____ MATERIAL TO PROCESS
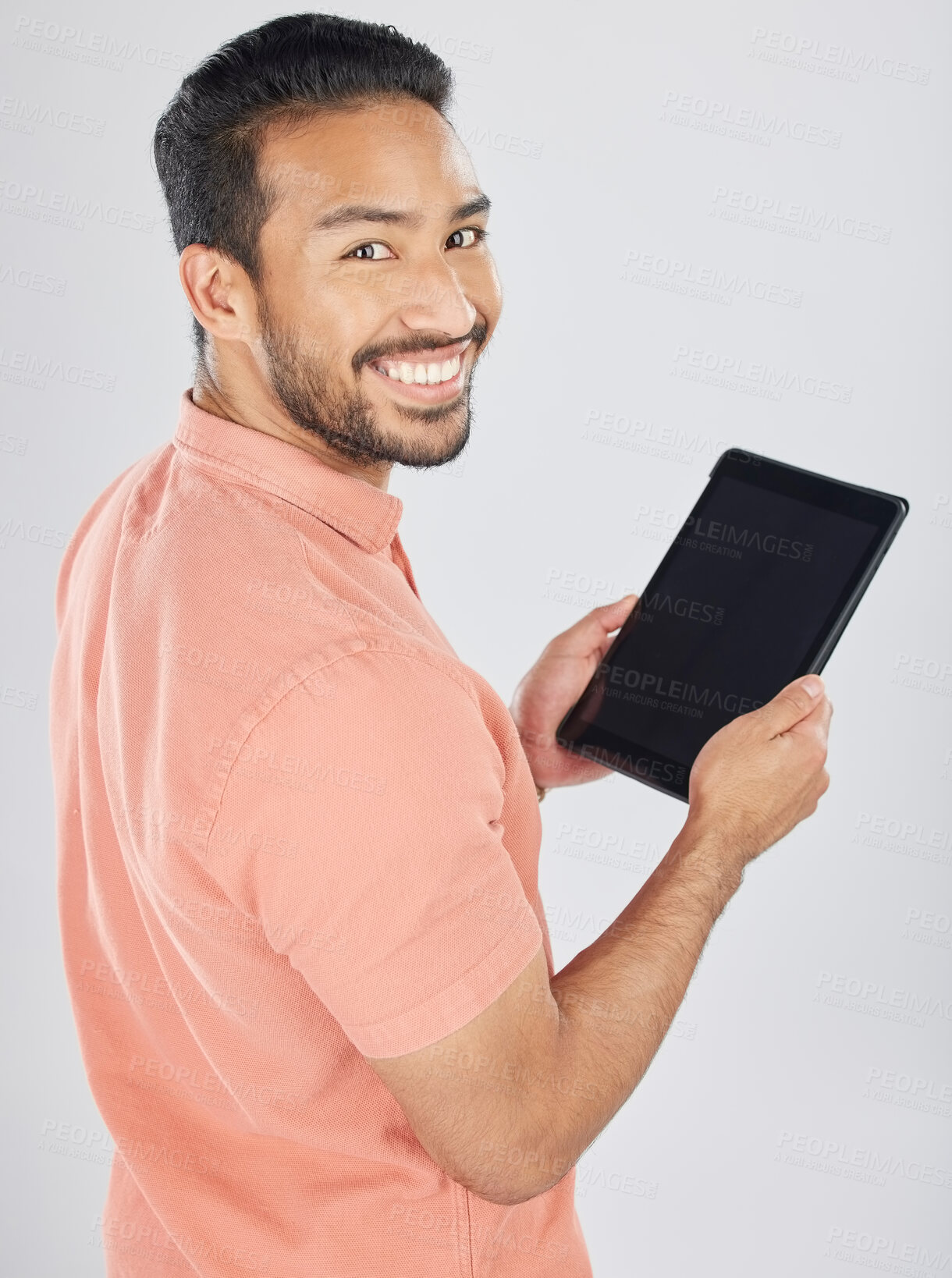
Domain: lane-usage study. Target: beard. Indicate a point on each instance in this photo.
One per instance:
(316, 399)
________
____ MATERIAL TO PROCESS
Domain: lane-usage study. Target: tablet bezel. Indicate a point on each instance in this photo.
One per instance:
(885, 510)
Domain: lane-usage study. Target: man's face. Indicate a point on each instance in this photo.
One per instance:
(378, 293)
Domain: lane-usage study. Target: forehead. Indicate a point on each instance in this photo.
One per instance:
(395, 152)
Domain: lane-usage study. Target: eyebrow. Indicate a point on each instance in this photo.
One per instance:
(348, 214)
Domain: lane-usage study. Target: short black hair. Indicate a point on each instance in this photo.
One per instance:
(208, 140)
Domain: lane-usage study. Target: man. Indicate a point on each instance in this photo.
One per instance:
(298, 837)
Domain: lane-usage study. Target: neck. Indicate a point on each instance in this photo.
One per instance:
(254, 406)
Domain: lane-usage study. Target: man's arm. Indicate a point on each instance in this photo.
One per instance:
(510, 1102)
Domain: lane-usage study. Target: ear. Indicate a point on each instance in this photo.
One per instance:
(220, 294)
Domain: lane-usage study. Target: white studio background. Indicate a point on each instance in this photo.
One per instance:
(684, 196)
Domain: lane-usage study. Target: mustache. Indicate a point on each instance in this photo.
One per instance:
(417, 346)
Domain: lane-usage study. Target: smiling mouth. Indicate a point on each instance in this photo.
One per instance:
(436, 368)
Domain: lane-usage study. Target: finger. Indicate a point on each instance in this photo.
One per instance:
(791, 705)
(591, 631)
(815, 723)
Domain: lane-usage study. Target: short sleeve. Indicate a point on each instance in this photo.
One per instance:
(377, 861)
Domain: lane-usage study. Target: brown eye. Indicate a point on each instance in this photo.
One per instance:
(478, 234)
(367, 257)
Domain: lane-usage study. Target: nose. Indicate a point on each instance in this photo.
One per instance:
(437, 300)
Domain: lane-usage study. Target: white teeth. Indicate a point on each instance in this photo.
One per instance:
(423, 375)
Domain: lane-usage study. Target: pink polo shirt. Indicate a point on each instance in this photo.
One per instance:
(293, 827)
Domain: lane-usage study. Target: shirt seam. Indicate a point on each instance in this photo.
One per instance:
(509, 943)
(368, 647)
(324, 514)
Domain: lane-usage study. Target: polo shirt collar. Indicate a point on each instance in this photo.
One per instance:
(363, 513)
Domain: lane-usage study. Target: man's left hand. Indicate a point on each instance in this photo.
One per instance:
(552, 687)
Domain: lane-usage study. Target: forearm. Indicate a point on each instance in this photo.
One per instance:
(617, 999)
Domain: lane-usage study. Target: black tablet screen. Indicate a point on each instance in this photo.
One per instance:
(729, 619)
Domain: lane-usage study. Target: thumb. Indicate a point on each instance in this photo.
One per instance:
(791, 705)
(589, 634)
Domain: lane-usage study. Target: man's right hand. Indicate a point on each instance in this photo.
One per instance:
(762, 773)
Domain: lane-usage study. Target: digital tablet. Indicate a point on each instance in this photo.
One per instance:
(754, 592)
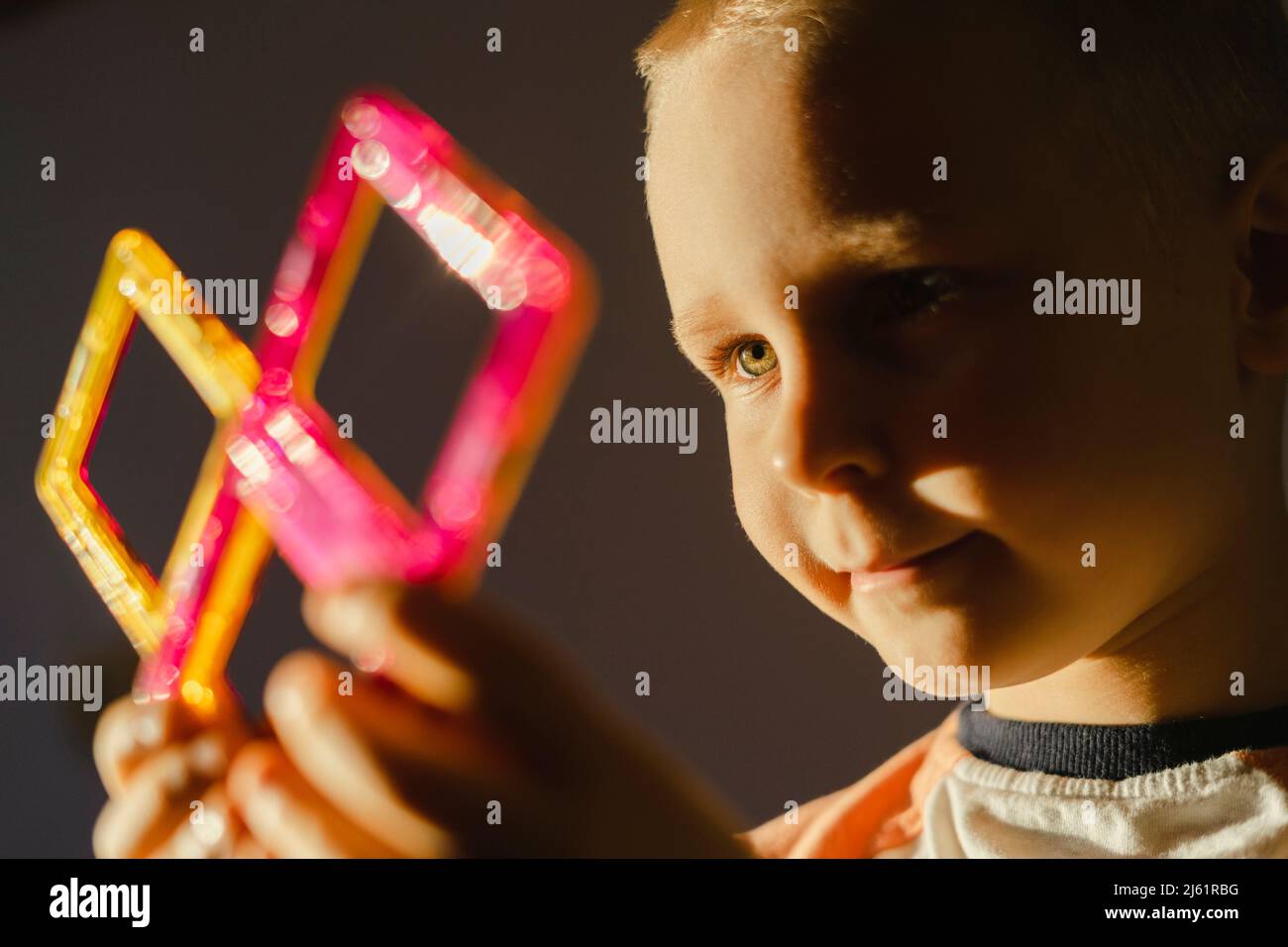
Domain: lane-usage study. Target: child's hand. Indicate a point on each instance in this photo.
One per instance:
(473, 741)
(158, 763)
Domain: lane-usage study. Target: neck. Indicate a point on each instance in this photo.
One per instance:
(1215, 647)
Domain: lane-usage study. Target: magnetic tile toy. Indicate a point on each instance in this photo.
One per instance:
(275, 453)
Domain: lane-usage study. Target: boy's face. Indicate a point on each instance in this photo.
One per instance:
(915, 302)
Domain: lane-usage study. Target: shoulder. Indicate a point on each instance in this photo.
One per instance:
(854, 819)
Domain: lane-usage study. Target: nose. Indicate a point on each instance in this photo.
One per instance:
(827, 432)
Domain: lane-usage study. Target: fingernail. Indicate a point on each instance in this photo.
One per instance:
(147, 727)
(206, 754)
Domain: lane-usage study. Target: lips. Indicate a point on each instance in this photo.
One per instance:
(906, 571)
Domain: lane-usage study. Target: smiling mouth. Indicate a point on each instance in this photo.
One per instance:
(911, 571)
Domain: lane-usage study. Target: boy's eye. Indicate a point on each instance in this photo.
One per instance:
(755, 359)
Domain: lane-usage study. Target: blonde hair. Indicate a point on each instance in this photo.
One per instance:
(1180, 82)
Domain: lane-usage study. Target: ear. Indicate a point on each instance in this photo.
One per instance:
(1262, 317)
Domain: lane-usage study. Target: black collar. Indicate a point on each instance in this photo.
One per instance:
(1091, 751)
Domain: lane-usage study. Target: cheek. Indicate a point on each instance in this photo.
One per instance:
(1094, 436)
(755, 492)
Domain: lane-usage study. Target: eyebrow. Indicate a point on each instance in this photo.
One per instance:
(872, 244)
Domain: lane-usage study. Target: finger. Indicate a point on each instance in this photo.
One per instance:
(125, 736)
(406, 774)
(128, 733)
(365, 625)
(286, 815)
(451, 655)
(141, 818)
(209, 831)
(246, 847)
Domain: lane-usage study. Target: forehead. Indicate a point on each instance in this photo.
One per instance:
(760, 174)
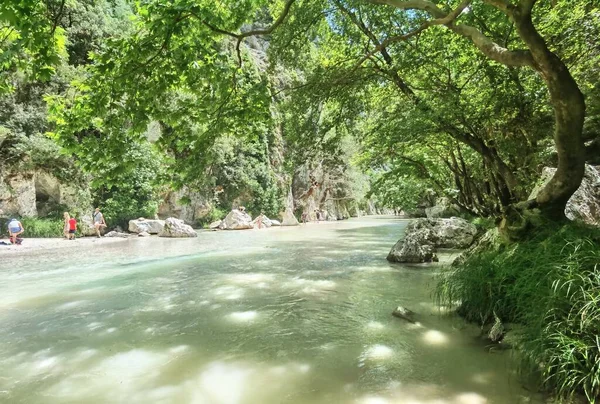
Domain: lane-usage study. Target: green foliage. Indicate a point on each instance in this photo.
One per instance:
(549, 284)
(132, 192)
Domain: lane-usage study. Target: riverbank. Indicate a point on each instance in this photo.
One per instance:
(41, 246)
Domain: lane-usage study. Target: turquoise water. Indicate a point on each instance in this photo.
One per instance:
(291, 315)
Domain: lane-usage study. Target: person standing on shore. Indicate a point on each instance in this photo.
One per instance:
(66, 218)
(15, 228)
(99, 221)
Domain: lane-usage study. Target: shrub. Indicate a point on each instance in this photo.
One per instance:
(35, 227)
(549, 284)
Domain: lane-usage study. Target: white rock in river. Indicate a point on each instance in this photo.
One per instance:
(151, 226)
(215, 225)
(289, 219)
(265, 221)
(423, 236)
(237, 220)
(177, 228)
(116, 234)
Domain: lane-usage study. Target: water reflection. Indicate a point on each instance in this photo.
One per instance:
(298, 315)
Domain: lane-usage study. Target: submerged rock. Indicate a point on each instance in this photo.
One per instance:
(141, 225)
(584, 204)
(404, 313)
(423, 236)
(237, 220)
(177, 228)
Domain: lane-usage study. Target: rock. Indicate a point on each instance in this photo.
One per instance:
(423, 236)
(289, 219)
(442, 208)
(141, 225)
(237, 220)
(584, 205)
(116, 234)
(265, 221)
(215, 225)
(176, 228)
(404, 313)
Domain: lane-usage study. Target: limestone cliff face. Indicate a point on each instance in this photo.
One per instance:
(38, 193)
________
_OBJECTIVE_. Show every line of the records above that contains the word "rock", and note that case counts.

_THE ANSWER_.
Domain: lane-usage study. Target: white rock in river. Indicate a point on each instance in this photo.
Domain: lane-usage study. Target: submerged rock. Indicate a point on each instance in this photo.
Domain: lane-usage study. Target: rock. Indicate a point on each instance in this photo.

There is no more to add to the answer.